Document section
## START

9.2 NET EXERCISE. In the event that this Warrant is called
pursuant to Section 9.1 at any time after August 24, 1999, in lieu of exercising
this Warrant by payment of cash, the Holder may elect to receive shares equal to
the value (as determined below) of this Warrant (or the portion thereof being
canceled) by surrender of this Warrant at the principal office of the Company
together with the properly endorsed Form of Subscription and notice of such
election in which event the Company shall issue to the Holder a number of shares
of Common Stock computed using the following formula:
X = Y (A - B)
---------
A
Where X = the number of shares of Common Stock
to be issued to the Holder
Y = the number of shares of Common Stock
purchasable under the Warrant or, if only a
portion of the Warrant is being exercised,
the portion of the Warrant being canceled
(at the date of such calculation)
A = the fair market value of one share of
the Company's Common Stock (at the date of
such calculation)
B = Stock Purchase Price (as adjusted to the
date of such calculation)
10.
For the purposes of this Section 9, the fair market value of one share of
Common Stock shall be (a) two times the Stock Purchase Price during the first
and second years of the Exercise Period and (b) three times the Stock Purchase
Price during the third through sixth years of the Exercise Period. This net
exercise provision shall not be available in the event of any Call Date prior to
August 24, 1999.
10. MODIFICATION AND WAIVER. This Warrant and any provision hereof may
be changed, waived, discharged or terminated only by an instrument in writing
signed by the party against which enforcement of the same is sought.
11. NOTICES. Any notice, request or other document required or
permitted to be given or delivered to the holder hereof or the Company shall be
delivered or shall be sent by certified mail, postage prepaid, to each such
holder at its address as shown on the books of the Company or to the Company at
the address indicated therefor in the first paragraph of this Warrant or such
other address as either may from time to time provide to the other.
12. BINDING EFFECT ON SUCCESSORS. This Warrant shall be binding upon
any corporation succeeding the Company by merger, consolidation or acquisition
of all or substantially all of the Company's assets. All of the obligations of
the Company relating to the Common Stock issuable upon the exercise of this
Warrant shall survive the exercise and termination of this Warrant. All of the
covenants and agreements of the Company shall inure to the benefit of the
successors and assigns of the holder hereof.
13. DESCRIPTIVE HEADINGS AND GOVERNING LAW. The description headings
of the several sections and paragraphs of this Warrant are inserted for
convenience only and do not constitute a part of this Warrant. The corporate law
of the State of Delaware shall govern all issues concerning the relative rights
of the Company and the Holder. All other questions concerning the construction,
validity and interpretation of this Warrant shall be construed and interpreted
according to the law of the State of California, without giving effect to its
conflict of law provisions.

## END

Required task
Carry on the stock warrant terms above, picking up right after the final sentence.

Data
## START

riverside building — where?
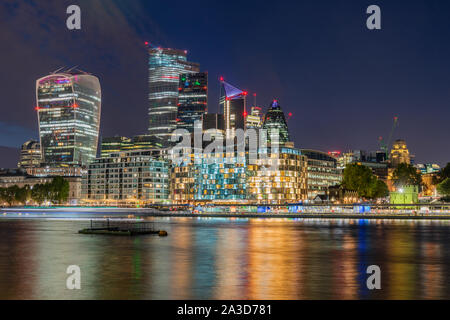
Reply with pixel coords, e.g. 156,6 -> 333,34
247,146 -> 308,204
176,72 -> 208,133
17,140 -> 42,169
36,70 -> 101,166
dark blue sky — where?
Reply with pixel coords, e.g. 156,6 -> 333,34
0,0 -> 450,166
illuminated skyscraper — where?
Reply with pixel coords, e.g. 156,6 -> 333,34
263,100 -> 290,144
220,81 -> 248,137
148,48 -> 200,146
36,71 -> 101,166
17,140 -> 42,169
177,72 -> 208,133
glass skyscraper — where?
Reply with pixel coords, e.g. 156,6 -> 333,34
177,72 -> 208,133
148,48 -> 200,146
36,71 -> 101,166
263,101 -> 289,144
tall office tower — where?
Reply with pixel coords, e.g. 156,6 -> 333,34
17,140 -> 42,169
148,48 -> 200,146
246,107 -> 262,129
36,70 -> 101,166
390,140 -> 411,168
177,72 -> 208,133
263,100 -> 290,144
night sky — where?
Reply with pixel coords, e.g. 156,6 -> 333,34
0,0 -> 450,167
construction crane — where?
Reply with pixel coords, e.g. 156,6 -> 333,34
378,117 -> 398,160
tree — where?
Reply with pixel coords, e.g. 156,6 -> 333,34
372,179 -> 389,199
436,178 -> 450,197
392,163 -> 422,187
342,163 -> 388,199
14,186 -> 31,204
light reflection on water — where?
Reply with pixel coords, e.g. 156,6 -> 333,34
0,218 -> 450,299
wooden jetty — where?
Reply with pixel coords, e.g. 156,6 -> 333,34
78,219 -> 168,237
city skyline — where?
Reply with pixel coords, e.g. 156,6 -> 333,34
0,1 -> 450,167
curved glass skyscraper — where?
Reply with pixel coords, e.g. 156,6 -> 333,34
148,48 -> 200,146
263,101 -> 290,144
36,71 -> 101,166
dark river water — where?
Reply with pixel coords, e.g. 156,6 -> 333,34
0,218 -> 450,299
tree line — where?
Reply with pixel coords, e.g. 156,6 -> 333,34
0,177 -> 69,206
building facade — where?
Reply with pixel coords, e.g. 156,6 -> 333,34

## END

Written reply
14. LOST WARRANTS. The Company represents and warrants to the Holder
hereof that upon receipt of evidence reasonably satisfactory to the Company of
the loss, theft, destruction, or mutilation of this Warrant and, in the case of
any such loss, theft or destruction, upon receipt of an indemnity reasonably
satisfactory to the Company, or in the case of any such mutilation upon
surrender and cancellation of such Warrant, the Company, at its expense, will
make and deliver a new Warrant, of like tenor, in lieu of the lost, stolen,
destroyed or mutilated Warrant.
15. FRACTIONAL SHARES. No fractional shares shall be issued upon
exercise of this Warrant. The Company shall, in lieu of issuing any fractional
share, pay the holder entitled to such fraction a sum in cash equal to such
fraction multiplied by the then effective Stock Purchase Price.
11.
IN WITNESS WHEREOF, the Company has caused this Warrant to be duly
executed by its officers, thereunto duly authorized this 3rd day of August,
1998.
CORVAS INTERNATIONAL, INC.
By: /s/ XXXXXXX X. XXXXX
--------------------
XXXXXXX X. XXXXX
President and Chief Executive Officer
Attest:
/s/ XXXX X. XXXXX
-----------------------------------
Xxxx X. Xxxxx, Corporate Secretary
EXHIBIT A
FORM OF SUBSCRIPTION
Date: _________________
Corvas International, Inc.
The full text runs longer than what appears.